> Source extract
You can expect the next versions of KTdict to be much better: I just completed the course iPhone Application Programming of Stanford university. The course is taught by two Apple engineers . The lectures are videotaped and available for free at iTunes U. I watched all off the lectures, looked at most of the code examples, didn’t do any exercises but started right away improving KTdict.
Before I wrote KTdict for iPhone, I had some experience with Cocoa programming for the Mac. I started out assuming that everything is more or less the same and only looked at documentation when I didn’t get something working as I liked without. The course was therefore quite an enlightenment for me.
Therefore, my advice for fellow iPhone programmers with Mac experience:
You need to become familiar with the concept of view-controllers, navigation-controllers, tab-bars, table-views and table-view controllers. This is essentially the UI-magic which gets you an application from your 24-inch iMac with Mouse and Keyboard onto a 3.5 inch iPhone with a finger.

Source records
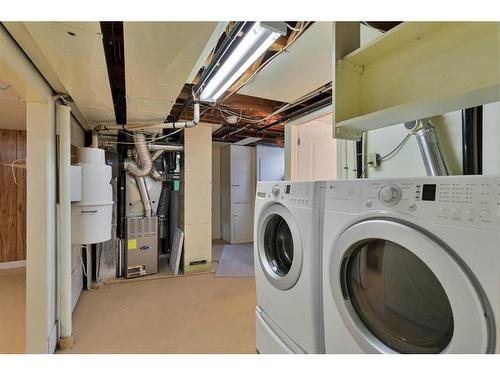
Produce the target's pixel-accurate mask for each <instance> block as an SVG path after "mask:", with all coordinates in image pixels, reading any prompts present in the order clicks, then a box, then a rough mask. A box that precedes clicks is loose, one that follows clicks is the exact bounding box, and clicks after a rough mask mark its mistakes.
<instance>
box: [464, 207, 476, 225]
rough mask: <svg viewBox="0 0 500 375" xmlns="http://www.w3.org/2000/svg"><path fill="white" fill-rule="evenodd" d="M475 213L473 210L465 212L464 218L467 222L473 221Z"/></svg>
mask: <svg viewBox="0 0 500 375" xmlns="http://www.w3.org/2000/svg"><path fill="white" fill-rule="evenodd" d="M475 214H476V213H475V212H474V210H471V209H468V210H465V218H466V219H467V221H470V222H472V221H474V215H475Z"/></svg>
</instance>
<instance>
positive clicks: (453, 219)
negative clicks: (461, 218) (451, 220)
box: [450, 207, 462, 220]
mask: <svg viewBox="0 0 500 375" xmlns="http://www.w3.org/2000/svg"><path fill="white" fill-rule="evenodd" d="M450 217H451V218H452V219H453V220H460V218H461V217H462V211H460V209H459V208H455V207H452V208H450Z"/></svg>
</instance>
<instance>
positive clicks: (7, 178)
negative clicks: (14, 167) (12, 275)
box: [0, 129, 26, 262]
mask: <svg viewBox="0 0 500 375" xmlns="http://www.w3.org/2000/svg"><path fill="white" fill-rule="evenodd" d="M25 158H26V132H25V131H19V130H5V129H0V262H14V261H18V260H24V259H26V169H24V168H14V173H15V175H16V180H17V185H16V184H15V182H14V176H13V175H12V168H11V167H10V164H11V163H12V162H13V161H14V160H17V159H25ZM17 164H21V165H23V164H25V162H24V161H20V162H18V163H17Z"/></svg>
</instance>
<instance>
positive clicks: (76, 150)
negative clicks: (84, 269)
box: [70, 116, 85, 310]
mask: <svg viewBox="0 0 500 375" xmlns="http://www.w3.org/2000/svg"><path fill="white" fill-rule="evenodd" d="M70 126H71V134H70V136H71V146H72V147H71V159H72V162H75V161H78V147H84V146H85V132H84V131H83V128H82V127H81V126H80V125H79V124H78V122H77V121H76V119H75V118H74V117H73V116H71V117H70ZM81 256H82V249H81V246H78V245H73V246H71V300H72V309H73V310H74V309H75V307H76V304H77V303H78V299H79V298H80V294H81V293H82V289H83V267H82V262H81V261H80V257H81Z"/></svg>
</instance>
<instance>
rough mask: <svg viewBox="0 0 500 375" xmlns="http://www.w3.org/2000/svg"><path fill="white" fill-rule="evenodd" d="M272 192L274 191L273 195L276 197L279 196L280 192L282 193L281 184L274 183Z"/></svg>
mask: <svg viewBox="0 0 500 375" xmlns="http://www.w3.org/2000/svg"><path fill="white" fill-rule="evenodd" d="M272 192H273V195H274V196H275V197H277V196H278V195H279V193H280V186H279V185H274V186H273V190H272Z"/></svg>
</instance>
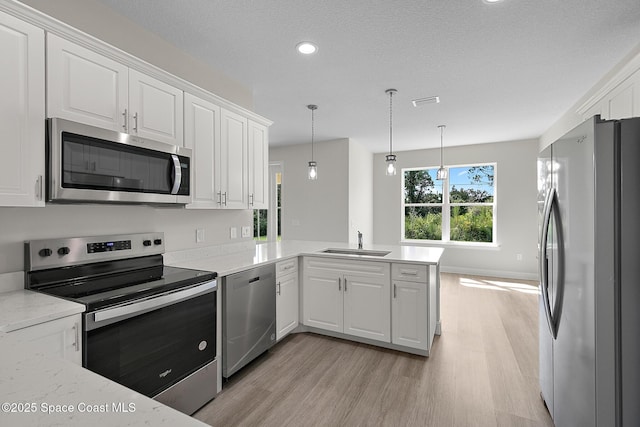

> Exercise 1
Answer these questions using the KTdict post:
(a) Who teaches the Stanford course?
(b) Where can the lectures be found?
(c) What had the writer programmed before writing KTdict for iPhone?
> Exercise 2
Translate this sentence from the KTdict post into German: "The lectures are videotaped and available for free at iTunes U."
> Exercise 3
Continue the KTdict post from its last sentence, keeping its voice and subject.

> Written reply 1
(a) Two Apple engineers.
(b) For free at iTunes U.
(c) Cocoa programs for the Mac.

> Written reply 2
Die Vorlesungen werden auf Video aufgezeichnet und sind kostenlos bei iTunes U verfügbar.

> Written reply 3
So please: Watch lecture 1-8 of the Stanford course and read the documentation of the classes UIViewController, UITableViewController, UINavigationController and UITabBarController before you start coding your first iPhone application.

The other important item I learned are powerful tools for debugging which I didn’t really use so far:
It is definitely worth installing the Clang static analyzer. This tool is pretty good in finding some typical programming errors, especially related to Cocoa’s retain / release memory management model (the iPhone does not support garbage collection like MacOS 10.5+). Also, seeing the master use the performance tools like leak-check was quite helpful.
Benefit of all this: A new, better, less buggy version of KTdict is already submitted in the app-store. Let’s hope Apple will release it very soon despite tons of iPhone OS 3.0 apps in the pipe!